◆ **Working data**
--- BEGIN ---
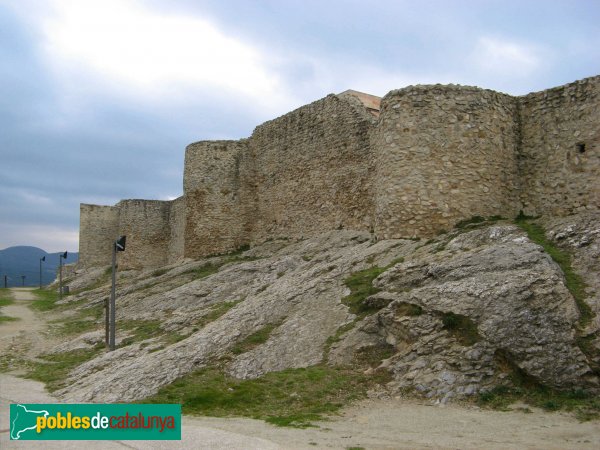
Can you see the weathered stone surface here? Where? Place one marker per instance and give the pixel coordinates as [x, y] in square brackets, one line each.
[433, 156]
[492, 277]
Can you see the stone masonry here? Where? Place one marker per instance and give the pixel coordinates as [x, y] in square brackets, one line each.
[409, 165]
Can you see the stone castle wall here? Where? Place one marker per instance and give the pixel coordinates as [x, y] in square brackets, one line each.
[313, 170]
[443, 154]
[214, 215]
[560, 151]
[98, 228]
[417, 163]
[176, 230]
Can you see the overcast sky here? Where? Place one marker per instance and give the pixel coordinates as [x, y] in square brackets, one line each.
[99, 98]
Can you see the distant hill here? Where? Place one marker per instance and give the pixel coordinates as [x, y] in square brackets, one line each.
[25, 260]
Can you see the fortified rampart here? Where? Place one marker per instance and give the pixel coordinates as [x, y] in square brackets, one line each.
[408, 165]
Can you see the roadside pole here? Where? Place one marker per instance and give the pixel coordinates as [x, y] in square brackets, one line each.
[43, 258]
[118, 246]
[60, 258]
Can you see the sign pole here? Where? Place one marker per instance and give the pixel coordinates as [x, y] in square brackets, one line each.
[118, 246]
[111, 343]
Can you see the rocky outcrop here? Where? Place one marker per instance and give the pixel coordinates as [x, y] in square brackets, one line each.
[464, 312]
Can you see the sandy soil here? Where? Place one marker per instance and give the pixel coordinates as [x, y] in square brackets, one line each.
[376, 424]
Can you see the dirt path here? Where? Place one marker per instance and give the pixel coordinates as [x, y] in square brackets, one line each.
[26, 337]
[391, 424]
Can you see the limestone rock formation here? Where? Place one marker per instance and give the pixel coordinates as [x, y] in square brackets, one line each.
[450, 317]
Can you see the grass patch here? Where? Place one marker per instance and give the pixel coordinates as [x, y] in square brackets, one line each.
[573, 281]
[527, 389]
[215, 312]
[104, 279]
[205, 270]
[55, 371]
[46, 300]
[361, 287]
[585, 405]
[254, 340]
[159, 272]
[141, 330]
[461, 327]
[293, 397]
[476, 220]
[404, 309]
[6, 300]
[4, 318]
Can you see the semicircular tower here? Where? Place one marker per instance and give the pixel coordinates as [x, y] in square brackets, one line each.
[443, 154]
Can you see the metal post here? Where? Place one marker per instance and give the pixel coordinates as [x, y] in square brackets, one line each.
[112, 300]
[60, 277]
[106, 322]
[42, 259]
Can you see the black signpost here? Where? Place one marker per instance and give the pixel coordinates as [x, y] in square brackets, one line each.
[42, 259]
[60, 288]
[119, 246]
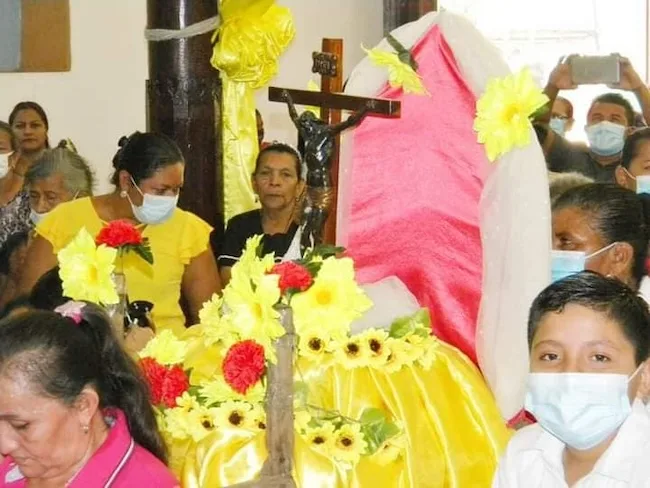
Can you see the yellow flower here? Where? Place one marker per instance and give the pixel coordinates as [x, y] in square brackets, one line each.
[332, 302]
[352, 353]
[218, 391]
[375, 341]
[349, 443]
[390, 450]
[400, 75]
[85, 270]
[165, 348]
[301, 419]
[503, 112]
[251, 308]
[313, 344]
[321, 437]
[400, 354]
[233, 415]
[256, 418]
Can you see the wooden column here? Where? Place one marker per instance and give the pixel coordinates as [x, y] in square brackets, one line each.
[183, 102]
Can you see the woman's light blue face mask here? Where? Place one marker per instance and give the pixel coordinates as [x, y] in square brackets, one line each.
[566, 263]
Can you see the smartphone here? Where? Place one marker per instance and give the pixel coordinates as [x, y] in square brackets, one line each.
[594, 70]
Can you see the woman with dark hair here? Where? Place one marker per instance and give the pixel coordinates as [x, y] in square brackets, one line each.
[74, 410]
[602, 228]
[278, 183]
[14, 203]
[30, 125]
[148, 178]
[634, 171]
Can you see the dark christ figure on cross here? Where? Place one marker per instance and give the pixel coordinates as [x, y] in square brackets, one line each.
[319, 139]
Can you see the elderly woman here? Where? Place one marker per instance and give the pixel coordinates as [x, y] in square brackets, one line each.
[148, 178]
[59, 175]
[14, 203]
[278, 183]
[602, 228]
[74, 411]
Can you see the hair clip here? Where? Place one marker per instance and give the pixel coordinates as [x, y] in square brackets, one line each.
[71, 310]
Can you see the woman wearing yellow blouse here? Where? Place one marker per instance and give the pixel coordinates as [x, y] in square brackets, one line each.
[148, 179]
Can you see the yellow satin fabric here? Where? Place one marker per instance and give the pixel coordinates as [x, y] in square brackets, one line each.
[252, 36]
[454, 429]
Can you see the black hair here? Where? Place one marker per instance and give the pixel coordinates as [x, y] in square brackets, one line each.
[616, 99]
[143, 153]
[632, 143]
[617, 214]
[601, 294]
[47, 293]
[4, 127]
[15, 304]
[281, 148]
[36, 108]
[13, 242]
[59, 358]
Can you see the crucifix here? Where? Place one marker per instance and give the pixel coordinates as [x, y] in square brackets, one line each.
[321, 136]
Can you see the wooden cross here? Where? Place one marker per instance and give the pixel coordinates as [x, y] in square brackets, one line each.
[329, 65]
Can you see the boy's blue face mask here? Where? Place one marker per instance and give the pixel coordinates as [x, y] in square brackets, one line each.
[566, 263]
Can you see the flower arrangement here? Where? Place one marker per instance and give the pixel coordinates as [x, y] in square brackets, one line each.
[504, 110]
[125, 237]
[236, 334]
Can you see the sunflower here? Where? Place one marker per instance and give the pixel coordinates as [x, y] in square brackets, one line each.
[232, 414]
[352, 353]
[86, 270]
[332, 302]
[165, 348]
[375, 341]
[321, 437]
[349, 444]
[503, 112]
[313, 344]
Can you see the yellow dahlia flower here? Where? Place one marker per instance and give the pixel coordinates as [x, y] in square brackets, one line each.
[503, 112]
[85, 270]
[332, 302]
[165, 348]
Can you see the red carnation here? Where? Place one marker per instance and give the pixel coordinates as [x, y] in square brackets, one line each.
[120, 233]
[243, 365]
[166, 383]
[292, 276]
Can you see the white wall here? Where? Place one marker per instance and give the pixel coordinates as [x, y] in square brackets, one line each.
[103, 96]
[355, 21]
--- END ---
◆ **Task statement**
From the line containing "Can you see the hair" down to the last line, reproduce the records exactly. Include both ends.

◆ **Task response**
Can you see the hair clip here? Where? Place one marker per instance and give the pixel coordinates as [x, y] in square brackets, one line each.
[71, 310]
Can you see the woman wearing yellow blouse here? Where? Place one marker per instance and give the pixel coordinates as [x, y] in square brackets, one line each.
[148, 179]
Can you see the yellow satin fabric here? Where? Place one marker per instance and give the pixel coordinates as [x, y] in square brackets, one line each.
[252, 36]
[454, 429]
Can you see the black hair here? Where? Place one marker per instance and give the pixel coordinates as [x, y] in square brackets, one line each.
[616, 99]
[143, 153]
[632, 143]
[617, 214]
[601, 294]
[47, 293]
[4, 127]
[15, 304]
[281, 148]
[36, 108]
[13, 242]
[59, 358]
Can you see the crucifix here? Where? Place one marker per instance and give the pixel coordinates as [x, y] in square brackets, one line each.
[321, 136]
Can you see the wooden cross here? Where? Place one marker per instance and give the pixel coordinates as [x, y] in square brackets, one line each.
[329, 65]
Can you see the boy's blue face mask here? Where? Place one marker per instance and give the pixel coordinates as [x, y] in square brackets, one line each.
[566, 263]
Can you see the flower arrangement here? Where? Place one marker per instance and give the pixel coordinates as [x, y] in square brackets, one line each.
[504, 110]
[125, 237]
[236, 334]
Can you see the sunflower here? Where? Place one marker per instance and give the pixel coordinates as [x, y] in square brackets, one line each.
[232, 414]
[352, 353]
[86, 270]
[332, 302]
[165, 348]
[375, 341]
[321, 437]
[349, 444]
[503, 112]
[313, 344]
Can you see the yellow dahlia flower here? Where? Place one marker per instance and give the pixel coordinates as [x, y] in square brackets, one line each.
[503, 112]
[85, 270]
[332, 302]
[165, 348]
Can you see the red carnation here? Where? Place one marker per instance and give the pixel coordinates as [x, y] in square brackets, one line each.
[120, 233]
[243, 365]
[166, 383]
[292, 276]
Can you see the white wall here? Where? Place one marker per instance and give the pixel coordinates as [x, y] in square brackets, one line each.
[103, 96]
[355, 21]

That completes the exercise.